§ **RECORDS SUPPLIED**:

━━━━━━━━

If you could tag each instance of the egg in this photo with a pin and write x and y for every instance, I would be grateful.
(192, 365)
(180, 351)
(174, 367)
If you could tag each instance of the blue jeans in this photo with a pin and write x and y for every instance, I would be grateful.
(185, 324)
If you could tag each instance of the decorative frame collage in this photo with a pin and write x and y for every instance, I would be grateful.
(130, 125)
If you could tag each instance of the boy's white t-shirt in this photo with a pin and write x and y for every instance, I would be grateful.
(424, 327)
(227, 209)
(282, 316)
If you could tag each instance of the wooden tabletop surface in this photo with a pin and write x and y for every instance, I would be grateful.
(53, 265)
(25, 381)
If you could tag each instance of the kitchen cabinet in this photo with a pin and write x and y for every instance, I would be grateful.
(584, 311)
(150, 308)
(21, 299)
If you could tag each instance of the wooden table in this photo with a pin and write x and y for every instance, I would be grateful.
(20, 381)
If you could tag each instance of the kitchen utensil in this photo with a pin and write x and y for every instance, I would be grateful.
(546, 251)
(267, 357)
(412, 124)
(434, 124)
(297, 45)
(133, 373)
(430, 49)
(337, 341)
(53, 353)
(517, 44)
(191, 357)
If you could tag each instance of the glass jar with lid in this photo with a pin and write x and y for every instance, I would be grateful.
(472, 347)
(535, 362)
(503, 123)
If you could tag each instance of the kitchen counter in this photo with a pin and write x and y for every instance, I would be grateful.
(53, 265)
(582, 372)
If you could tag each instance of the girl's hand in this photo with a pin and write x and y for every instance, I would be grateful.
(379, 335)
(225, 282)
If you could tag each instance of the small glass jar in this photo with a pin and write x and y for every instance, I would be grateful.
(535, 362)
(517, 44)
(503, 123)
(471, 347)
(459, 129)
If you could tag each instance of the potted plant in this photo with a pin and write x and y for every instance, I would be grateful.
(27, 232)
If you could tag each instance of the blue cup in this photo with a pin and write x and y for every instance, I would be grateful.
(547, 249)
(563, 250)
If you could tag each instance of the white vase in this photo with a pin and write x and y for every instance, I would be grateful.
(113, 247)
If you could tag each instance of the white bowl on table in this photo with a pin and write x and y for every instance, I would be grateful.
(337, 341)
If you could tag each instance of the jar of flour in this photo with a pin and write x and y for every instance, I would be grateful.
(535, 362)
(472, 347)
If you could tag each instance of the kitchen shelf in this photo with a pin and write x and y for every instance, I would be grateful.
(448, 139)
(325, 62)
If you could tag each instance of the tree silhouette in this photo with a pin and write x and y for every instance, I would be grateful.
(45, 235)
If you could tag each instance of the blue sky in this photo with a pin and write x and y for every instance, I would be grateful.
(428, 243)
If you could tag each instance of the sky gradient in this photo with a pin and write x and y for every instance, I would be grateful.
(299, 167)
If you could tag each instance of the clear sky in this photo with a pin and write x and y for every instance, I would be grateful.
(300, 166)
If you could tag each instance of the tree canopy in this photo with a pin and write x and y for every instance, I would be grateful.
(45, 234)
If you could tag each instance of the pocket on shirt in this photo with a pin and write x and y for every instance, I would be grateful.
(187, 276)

━━━━━━━━

§ **ASSIGNED TASK**:
All the records shown above need to be given again exactly.

§ **ANSWER BOX**:
If you could tag each instance of the egg in this photo with a pin and write x and y for every instance, I would be grateful.
(192, 365)
(180, 351)
(174, 367)
If you could tag each instance of the blue jeans in this photo with a pin and write x and y for every instance, I would be grateful.
(185, 324)
If you could tag each instance of the decorative frame collage in this photo with a pin and write x and y for every instance, I would be grateful.
(130, 125)
If you could tag each instance of the boy's white t-shirt in this photo with a pin and write x and y for every instance, I would be grateful.
(424, 327)
(227, 209)
(282, 316)
If you could tag each instance of the wooden tabletop surface in this photo with a pin and write x and y for every instance, I would be grateful.
(53, 265)
(25, 381)
If you could tag each instance of the kitchen cabinet in this photo with a pin and write x and y for every instance, I would be grateful.
(584, 311)
(150, 308)
(21, 299)
If you could tag each instance of the wooden table in this photo with a pin and write x and y for every instance, I would be grateful.
(20, 381)
If you could tag each instance of the kitchen utensil in this photo with a pin and write x and y for every instance, I would be grateful.
(546, 251)
(267, 357)
(412, 124)
(434, 124)
(297, 45)
(133, 373)
(430, 49)
(337, 341)
(53, 353)
(517, 44)
(191, 357)
If you could tag each instance of the glass jar with lid in this photo with a pin and write x and y for every instance, I would be grateful.
(472, 347)
(535, 362)
(503, 123)
If you could tag each instance of the kitchen counter in this photo with a pin and write x and y for every instance, I would be grateful.
(53, 265)
(582, 372)
If you could tag each instance of the girl's hand in this photo with a pin and write x and y for every instance, I would be grateful.
(379, 335)
(225, 282)
If you could tag each instance of the small glass jar in this photo with a pin and write x and y for every instance, I would be grateful.
(535, 362)
(517, 44)
(503, 123)
(471, 347)
(459, 129)
If you could tag each instance of the potted plant in this photo with a pin and write x and y for every instance, I would be grateful.
(27, 232)
If you could tag each instance of the blue cup in this photo with a pin and write x and y for every instance, I would be grateful.
(547, 249)
(563, 250)
If you could tag each instance of the white vase in this photo with a pin and write x and y for every instance, I would be grateful.
(113, 247)
If you could tag each instance of the white bowl on table in this photo with a pin and write x and y for every instance, I would be grateful.
(337, 341)
If you could tag each instance of the jar of flour in this photo with a pin and write x and y for every instance, I would be grateful.
(535, 362)
(472, 347)
If you could tag each instance of the kitchen shelf in this photo with a pin and write x and y for every instance, I would be grateful.
(448, 139)
(325, 62)
If you could tag each instance of the tree silhouette in this photo with a pin and write x and y for every instance, I would be grateful.
(45, 235)
If you could tag each instance of the blue sky in this photo with a pin and write x and y for every instance, I would be grateful.
(428, 243)
If you could tag each instance of the sky gradient in this photo with a pin and write x and y for every instance, I would be grateful.
(299, 167)
If you could tag each instance of the clear sky in this photo with a pin and write x and y for every instance, I would be grateful.
(300, 166)
If you could tag each instance of the tree canopy in this photo with a pin and write x and y for every instance, I would be grateful.
(45, 234)
If you could tag each instance of the pocket on shirt in this photo with a pin and write x and y for every instance, I would be grateful.
(187, 276)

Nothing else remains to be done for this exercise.